╭──
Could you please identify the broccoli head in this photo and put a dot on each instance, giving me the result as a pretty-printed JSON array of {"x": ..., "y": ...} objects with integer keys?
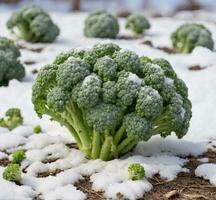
[
  {"x": 18, "y": 156},
  {"x": 13, "y": 119},
  {"x": 101, "y": 24},
  {"x": 10, "y": 66},
  {"x": 110, "y": 99},
  {"x": 188, "y": 36},
  {"x": 12, "y": 173},
  {"x": 33, "y": 24},
  {"x": 137, "y": 23},
  {"x": 136, "y": 171}
]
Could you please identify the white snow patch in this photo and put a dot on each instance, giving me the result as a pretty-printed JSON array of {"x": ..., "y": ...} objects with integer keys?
[{"x": 207, "y": 171}]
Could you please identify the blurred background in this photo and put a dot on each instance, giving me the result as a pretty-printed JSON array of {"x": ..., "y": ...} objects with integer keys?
[{"x": 154, "y": 8}]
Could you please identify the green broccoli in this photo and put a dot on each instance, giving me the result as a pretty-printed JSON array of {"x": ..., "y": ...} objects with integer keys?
[
  {"x": 188, "y": 36},
  {"x": 137, "y": 23},
  {"x": 37, "y": 129},
  {"x": 101, "y": 24},
  {"x": 33, "y": 24},
  {"x": 12, "y": 173},
  {"x": 136, "y": 171},
  {"x": 18, "y": 156},
  {"x": 113, "y": 99},
  {"x": 10, "y": 66},
  {"x": 13, "y": 119}
]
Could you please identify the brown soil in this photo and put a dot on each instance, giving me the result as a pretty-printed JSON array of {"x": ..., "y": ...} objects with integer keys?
[
  {"x": 196, "y": 68},
  {"x": 4, "y": 162},
  {"x": 185, "y": 187}
]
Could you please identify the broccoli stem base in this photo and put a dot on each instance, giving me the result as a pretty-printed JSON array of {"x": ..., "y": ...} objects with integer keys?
[{"x": 105, "y": 146}]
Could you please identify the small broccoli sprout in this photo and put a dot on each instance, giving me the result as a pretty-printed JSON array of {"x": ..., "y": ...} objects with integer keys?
[
  {"x": 33, "y": 24},
  {"x": 137, "y": 23},
  {"x": 18, "y": 156},
  {"x": 13, "y": 119},
  {"x": 10, "y": 66},
  {"x": 188, "y": 36},
  {"x": 136, "y": 171},
  {"x": 110, "y": 99},
  {"x": 12, "y": 173},
  {"x": 101, "y": 24},
  {"x": 37, "y": 129}
]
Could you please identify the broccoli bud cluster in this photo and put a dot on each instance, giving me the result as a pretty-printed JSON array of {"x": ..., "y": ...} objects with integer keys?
[
  {"x": 10, "y": 66},
  {"x": 33, "y": 24},
  {"x": 110, "y": 99},
  {"x": 189, "y": 36},
  {"x": 101, "y": 24}
]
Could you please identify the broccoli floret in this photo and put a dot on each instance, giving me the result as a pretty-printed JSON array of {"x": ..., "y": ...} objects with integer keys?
[
  {"x": 101, "y": 24},
  {"x": 106, "y": 68},
  {"x": 136, "y": 171},
  {"x": 109, "y": 92},
  {"x": 18, "y": 156},
  {"x": 33, "y": 24},
  {"x": 110, "y": 99},
  {"x": 137, "y": 23},
  {"x": 37, "y": 129},
  {"x": 128, "y": 61},
  {"x": 188, "y": 36},
  {"x": 149, "y": 102},
  {"x": 153, "y": 76},
  {"x": 10, "y": 66},
  {"x": 127, "y": 86},
  {"x": 107, "y": 49},
  {"x": 13, "y": 119},
  {"x": 12, "y": 173}
]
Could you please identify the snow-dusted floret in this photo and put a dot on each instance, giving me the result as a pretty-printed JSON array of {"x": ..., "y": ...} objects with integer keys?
[
  {"x": 101, "y": 24},
  {"x": 137, "y": 23},
  {"x": 189, "y": 36},
  {"x": 110, "y": 99},
  {"x": 136, "y": 171}
]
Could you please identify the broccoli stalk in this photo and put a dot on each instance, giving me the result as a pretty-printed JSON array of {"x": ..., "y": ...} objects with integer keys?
[{"x": 110, "y": 99}]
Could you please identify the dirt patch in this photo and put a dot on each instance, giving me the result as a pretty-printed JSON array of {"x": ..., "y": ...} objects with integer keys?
[
  {"x": 196, "y": 68},
  {"x": 185, "y": 187},
  {"x": 86, "y": 187}
]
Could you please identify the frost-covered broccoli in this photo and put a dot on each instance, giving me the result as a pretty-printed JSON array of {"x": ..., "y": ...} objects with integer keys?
[
  {"x": 189, "y": 36},
  {"x": 113, "y": 99},
  {"x": 37, "y": 129},
  {"x": 101, "y": 24},
  {"x": 13, "y": 119},
  {"x": 136, "y": 171},
  {"x": 12, "y": 173},
  {"x": 137, "y": 23},
  {"x": 33, "y": 24},
  {"x": 10, "y": 66},
  {"x": 18, "y": 156}
]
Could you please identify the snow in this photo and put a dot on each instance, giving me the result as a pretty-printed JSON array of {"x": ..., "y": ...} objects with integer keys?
[
  {"x": 207, "y": 171},
  {"x": 158, "y": 156}
]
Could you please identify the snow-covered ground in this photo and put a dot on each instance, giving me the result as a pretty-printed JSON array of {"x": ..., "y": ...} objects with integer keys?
[{"x": 162, "y": 156}]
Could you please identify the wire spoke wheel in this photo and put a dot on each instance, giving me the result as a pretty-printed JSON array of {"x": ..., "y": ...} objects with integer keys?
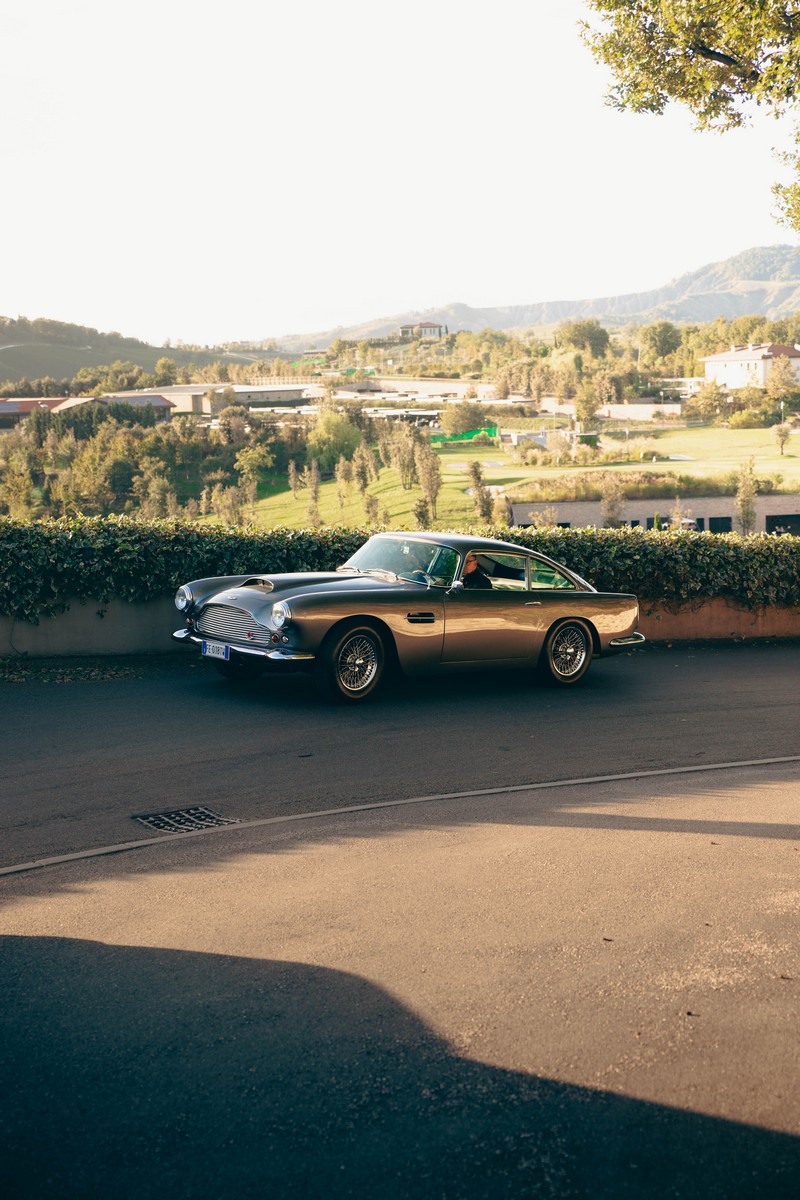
╰──
**Goal of the exercise**
Gather every line of the records above that contains the word "spoke". Uppercase and lowercase letters count as different.

**Answer to this problem**
Could you please identify the wire spoke wheel in this photo and put a dot on each instance, giving me the result as a pretty-printed JSON array of {"x": ..., "y": ...} objects with integer keys?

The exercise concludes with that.